-- START OF DATASET EXTRACT --

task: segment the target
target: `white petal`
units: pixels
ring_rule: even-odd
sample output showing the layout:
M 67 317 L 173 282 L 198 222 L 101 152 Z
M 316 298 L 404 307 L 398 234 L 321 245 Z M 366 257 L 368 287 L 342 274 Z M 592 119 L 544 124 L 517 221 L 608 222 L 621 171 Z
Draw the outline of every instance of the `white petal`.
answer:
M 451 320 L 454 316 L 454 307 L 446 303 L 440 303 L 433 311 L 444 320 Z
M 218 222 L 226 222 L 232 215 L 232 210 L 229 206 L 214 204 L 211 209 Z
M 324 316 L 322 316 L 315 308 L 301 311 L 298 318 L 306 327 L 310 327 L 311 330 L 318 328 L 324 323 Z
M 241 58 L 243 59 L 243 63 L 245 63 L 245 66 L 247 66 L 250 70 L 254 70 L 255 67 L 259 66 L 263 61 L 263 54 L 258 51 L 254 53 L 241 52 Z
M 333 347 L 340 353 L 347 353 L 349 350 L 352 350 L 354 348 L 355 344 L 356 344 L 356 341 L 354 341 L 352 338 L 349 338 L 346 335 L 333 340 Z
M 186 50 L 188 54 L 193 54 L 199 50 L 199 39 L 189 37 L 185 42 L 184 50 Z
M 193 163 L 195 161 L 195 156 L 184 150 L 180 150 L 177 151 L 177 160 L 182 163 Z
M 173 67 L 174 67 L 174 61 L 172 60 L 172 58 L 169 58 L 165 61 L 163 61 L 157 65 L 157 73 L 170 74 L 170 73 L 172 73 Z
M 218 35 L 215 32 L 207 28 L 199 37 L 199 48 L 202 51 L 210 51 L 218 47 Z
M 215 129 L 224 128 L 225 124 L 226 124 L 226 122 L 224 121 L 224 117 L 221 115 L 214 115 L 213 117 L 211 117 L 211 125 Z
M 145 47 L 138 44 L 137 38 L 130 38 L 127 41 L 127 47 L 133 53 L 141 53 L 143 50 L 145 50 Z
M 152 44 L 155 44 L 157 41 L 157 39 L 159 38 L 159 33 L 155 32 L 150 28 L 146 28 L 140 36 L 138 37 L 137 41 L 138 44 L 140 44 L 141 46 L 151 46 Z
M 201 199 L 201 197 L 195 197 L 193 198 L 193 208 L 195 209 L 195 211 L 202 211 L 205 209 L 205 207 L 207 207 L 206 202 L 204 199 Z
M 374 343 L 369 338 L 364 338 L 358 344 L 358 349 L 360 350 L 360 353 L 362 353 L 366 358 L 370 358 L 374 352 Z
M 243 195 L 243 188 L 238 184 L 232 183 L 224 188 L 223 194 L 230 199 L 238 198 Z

-- END OF DATASET EXTRACT --

◆ WHAT YOU HAVE TO DO: Could you render the entries, from their first line through the line containing "M 218 222 L", as a JSON list of strings with one string per line and no blank lines?

◆ WRITTEN RESPONSE:
[
  "task: segment the target",
  "target: `white petal`",
  "units: pixels",
  "ring_rule: even-odd",
  "sample output showing the layout:",
  "M 67 317 L 173 282 L 198 222 L 101 152 Z",
  "M 316 298 L 404 307 L 398 234 L 321 245 Z M 366 257 L 368 287 L 342 274 Z M 592 119 L 544 124 L 517 221 L 608 222 L 621 171 Z",
  "Draw the outline of every instance of the `white petal`.",
  "answer:",
  "M 451 320 L 454 316 L 454 307 L 446 303 L 440 303 L 433 311 L 444 320 Z",
  "M 218 222 L 226 222 L 232 215 L 232 210 L 229 206 L 214 204 L 211 209 Z"
]